■ Work to complete
Word for word, restate every line of the material.
____ Given entries
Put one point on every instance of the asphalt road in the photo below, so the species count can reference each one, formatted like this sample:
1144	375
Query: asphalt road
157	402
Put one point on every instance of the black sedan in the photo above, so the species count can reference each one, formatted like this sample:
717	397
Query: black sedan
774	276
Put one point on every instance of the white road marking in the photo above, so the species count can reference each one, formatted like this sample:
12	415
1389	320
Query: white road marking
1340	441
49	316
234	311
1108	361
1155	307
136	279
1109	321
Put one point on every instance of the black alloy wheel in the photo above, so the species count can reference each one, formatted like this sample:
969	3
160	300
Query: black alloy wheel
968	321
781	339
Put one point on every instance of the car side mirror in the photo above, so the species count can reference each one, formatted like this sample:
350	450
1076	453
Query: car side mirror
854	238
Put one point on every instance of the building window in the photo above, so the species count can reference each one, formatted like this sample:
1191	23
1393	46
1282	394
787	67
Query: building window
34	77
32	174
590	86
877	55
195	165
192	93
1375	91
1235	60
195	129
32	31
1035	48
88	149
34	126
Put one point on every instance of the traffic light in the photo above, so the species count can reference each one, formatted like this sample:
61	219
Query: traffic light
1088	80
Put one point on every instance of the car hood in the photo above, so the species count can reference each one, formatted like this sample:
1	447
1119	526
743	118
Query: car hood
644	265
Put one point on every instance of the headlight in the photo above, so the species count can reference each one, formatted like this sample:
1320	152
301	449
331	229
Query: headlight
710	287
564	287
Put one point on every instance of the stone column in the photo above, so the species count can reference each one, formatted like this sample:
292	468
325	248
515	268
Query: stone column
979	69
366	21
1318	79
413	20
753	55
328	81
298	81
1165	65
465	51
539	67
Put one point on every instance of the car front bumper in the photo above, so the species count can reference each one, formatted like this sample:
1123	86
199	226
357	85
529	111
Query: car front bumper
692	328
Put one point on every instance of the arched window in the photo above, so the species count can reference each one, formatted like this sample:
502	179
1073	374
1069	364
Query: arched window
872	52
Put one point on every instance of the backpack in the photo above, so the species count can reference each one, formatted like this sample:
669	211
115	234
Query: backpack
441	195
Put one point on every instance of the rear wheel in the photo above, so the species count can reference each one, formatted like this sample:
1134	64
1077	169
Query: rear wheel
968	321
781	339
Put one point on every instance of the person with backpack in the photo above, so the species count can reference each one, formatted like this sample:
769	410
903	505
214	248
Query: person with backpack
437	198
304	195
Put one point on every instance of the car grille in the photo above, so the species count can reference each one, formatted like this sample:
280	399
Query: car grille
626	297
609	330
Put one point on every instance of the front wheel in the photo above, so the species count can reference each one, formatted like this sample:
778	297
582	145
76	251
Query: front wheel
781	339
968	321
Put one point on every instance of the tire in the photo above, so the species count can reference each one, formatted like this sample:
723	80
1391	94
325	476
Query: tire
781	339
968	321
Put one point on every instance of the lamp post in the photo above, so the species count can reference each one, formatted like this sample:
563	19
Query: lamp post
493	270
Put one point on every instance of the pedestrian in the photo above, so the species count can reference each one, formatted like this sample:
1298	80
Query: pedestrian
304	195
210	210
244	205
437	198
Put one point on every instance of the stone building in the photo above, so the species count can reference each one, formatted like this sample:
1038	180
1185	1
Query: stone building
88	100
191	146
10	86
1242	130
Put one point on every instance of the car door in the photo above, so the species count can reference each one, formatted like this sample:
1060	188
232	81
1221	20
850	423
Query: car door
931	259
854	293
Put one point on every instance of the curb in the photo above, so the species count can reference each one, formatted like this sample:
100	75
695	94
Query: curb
________
■ Full answer
Put one point on every instance of the asphalt road in the photo below, so the species count can reference each one, formatted like this sample:
1144	375
Query: asphalt road
157	402
Put one point on every instance of the black sedan in the photo above, so the species count can reference each one, formatted like this sample:
717	397
Query: black sedan
774	276
Put one point on every instance of the white road marking in the photo above, so the species count can reference each one, formatted like this sample:
12	415
1389	320
Query: white road marking
1340	441
49	316
234	311
1108	361
1155	307
136	279
1109	321
Put one point on every instance of the black alloy wheel in the photo above, so the species count can reference each one, formatted like this sample:
969	3
160	300
Query: black alloy wheel
968	321
781	339
Put one point on every instance of the car side mirror in the photo above, so the species count can reference each one, formatted like this sample:
350	450
1076	453
Query: car side mirror
854	238
Put one point on every instance of the building window in the photo above, so the species count can reference each one, formatted like this sample:
1191	23
1393	46
1282	394
787	67
Query: building window
34	77
32	174
590	86
877	55
195	165
192	93
1375	91
1235	60
195	129
32	31
1035	48
88	149
34	126
Put one point on every instance of the traffic light in the photo above, so the species count can reference each one, formatted like this sample:
61	219
Query: traffic light
1088	80
Put one point on every instance of the car hood in the photo above, so the species count can reference each one, formatted like this sample:
1	447
1119	526
743	118
Query: car hood
644	265
Put one point on every instance of the headlight in the photo above, so the species count can reference each one, formatted like this sample:
1320	152
301	449
331	229
Query: headlight
710	287
564	287
Put one point on every instance of the stone column in the photo above, so the species count can reference each one, formatted like this sample:
292	468
325	248
515	268
Query: stone column
979	69
366	21
1318	79
413	20
753	55
328	81
298	81
1165	65
465	51
539	67
Put one point on every instance of the car front bumper in the photo above, so the species count can reference each one, formatted like this sample:
1123	86
199	226
357	85
529	111
Query: car front bumper
692	328
Put one point on every instance of the arched window in the photo above, so the species count can reference each one, formatted like this sample:
502	179
1073	374
1069	364
Query: arched window
872	52
Put one point on every instance of the backpack in the photo above, so the species count can reference each one, formatted like this sample:
669	211
115	234
Query: backpack
441	195
Put one point on every instance of the rear wheel in the photo above, so the species count can reference each one, formatted like this sample:
1134	64
1077	169
Query: rear wheel
968	321
781	339
Put one point on every instance of the person with backpack in the photo above, so the species count can reference each one, formatted like this sample:
769	410
903	505
214	248
Query: person with backpack
437	198
304	195
Put one point on every instance of the car grille in the photo above, so the species count can reference each one, formatted like this sample:
280	399
Query: car grille
626	297
609	330
Put one point on every instance of the front wheel in the photo above, so the species count can reference each one, formatted like this sample:
778	297
582	145
76	251
Query: front wheel
781	339
968	321
Put one point on every instance of the tire in the photo above, so the species count can reference each one, formatted like this sample:
723	80
1391	94
325	476
Query: tire
781	339
968	321
Put one point on every instance of the lamp post in the photo above, so the species count can reference each one, formatted like this sample:
563	19
Query: lamp post
493	270
Put one point on every instance of the pedestrian in the photo above, so the species count can reference each one, formatted like this sample:
1298	80
Query: pedestrian
304	195
210	210
244	205
437	198
Put one point on every instance of the stone building in the photo above, so the species count can reference each one, formatted like this sample:
1038	180
1185	1
Query: stone building
88	100
191	146
10	86
1242	130
Put one point on every instance of the car door in the photo above, so the species count can reference each one, formatted like this sample:
1060	188
232	81
1221	20
850	423
Query: car door
931	259
854	293
Put one point on every instance of the curb in the photo above, so the species count can reference each one, formatted like this sample:
100	75
695	94
Query: curb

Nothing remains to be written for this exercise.